▶ **Text section**
┌────────

Buffer a record for the Kinesis stream.

Records are buffered until the batch size reaches 500, at which point they are sent immediately. If the batch size is less than 500, records will be sent when the flush method is called.

KinesisSink.flush

def flush() -> None

[VIEW SOURCE]

Flush all records bufferred so far.

This method sends any outstanding records that have not yet been sent because the batch size was less than 500. It waits for all futures to complete, ensuring that all records are successfully sent to the Kinesis stream.

quixstreams.sinks.community.mongodb

MongoDBSink

class MongoDBSink(BatchingSink)

└────────

▶ **Parts of the exercise**
(a) In the Kinesis sink documentation, at what batch size are buffered records sent immediately?
(b) Please say whether each statement agrees with the Kinesis sink documentation, answering yes or no and quoting the deciding words. (i) When the batch size is below 500, records are sent once the flush method is called. (ii) The flush method returns without waiting for futures to complete. (iii) The flush method returns None.

Collected data entries:

┌────────

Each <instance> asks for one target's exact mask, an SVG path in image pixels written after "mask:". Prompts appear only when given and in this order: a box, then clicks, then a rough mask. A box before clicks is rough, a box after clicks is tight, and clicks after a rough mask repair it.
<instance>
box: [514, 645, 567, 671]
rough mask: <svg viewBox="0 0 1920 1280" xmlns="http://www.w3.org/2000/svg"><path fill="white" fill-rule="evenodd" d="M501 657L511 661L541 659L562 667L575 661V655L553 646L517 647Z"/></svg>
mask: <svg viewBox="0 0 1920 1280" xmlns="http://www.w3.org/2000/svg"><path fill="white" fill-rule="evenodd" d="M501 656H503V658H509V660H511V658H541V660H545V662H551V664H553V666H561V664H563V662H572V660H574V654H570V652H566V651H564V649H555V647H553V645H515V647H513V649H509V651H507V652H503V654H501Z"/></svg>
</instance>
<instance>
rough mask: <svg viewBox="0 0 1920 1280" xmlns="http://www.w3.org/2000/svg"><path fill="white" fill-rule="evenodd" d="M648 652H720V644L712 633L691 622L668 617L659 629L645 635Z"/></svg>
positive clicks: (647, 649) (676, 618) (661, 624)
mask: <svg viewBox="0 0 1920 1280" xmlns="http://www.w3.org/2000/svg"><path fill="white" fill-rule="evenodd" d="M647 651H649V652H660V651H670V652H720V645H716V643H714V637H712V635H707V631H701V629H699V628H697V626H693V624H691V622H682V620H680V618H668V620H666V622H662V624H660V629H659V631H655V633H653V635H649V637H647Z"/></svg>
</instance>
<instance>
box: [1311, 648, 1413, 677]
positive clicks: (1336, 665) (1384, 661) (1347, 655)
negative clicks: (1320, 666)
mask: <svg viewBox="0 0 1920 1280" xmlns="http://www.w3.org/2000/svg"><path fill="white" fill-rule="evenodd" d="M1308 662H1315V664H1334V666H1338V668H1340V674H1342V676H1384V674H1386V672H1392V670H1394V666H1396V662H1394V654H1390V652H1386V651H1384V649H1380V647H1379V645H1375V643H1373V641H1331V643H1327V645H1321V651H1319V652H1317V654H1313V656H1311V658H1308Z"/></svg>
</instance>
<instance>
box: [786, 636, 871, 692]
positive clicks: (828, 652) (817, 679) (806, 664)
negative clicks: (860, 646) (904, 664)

└────────

▶ **Answers by task**
(a) 500

(b)
(i) Yes: "If the batch size is less than 500, records will be sent when the flush method is called."
(ii) No: "It waits for all futures to complete"
(iii) Yes: "def flush() -> None"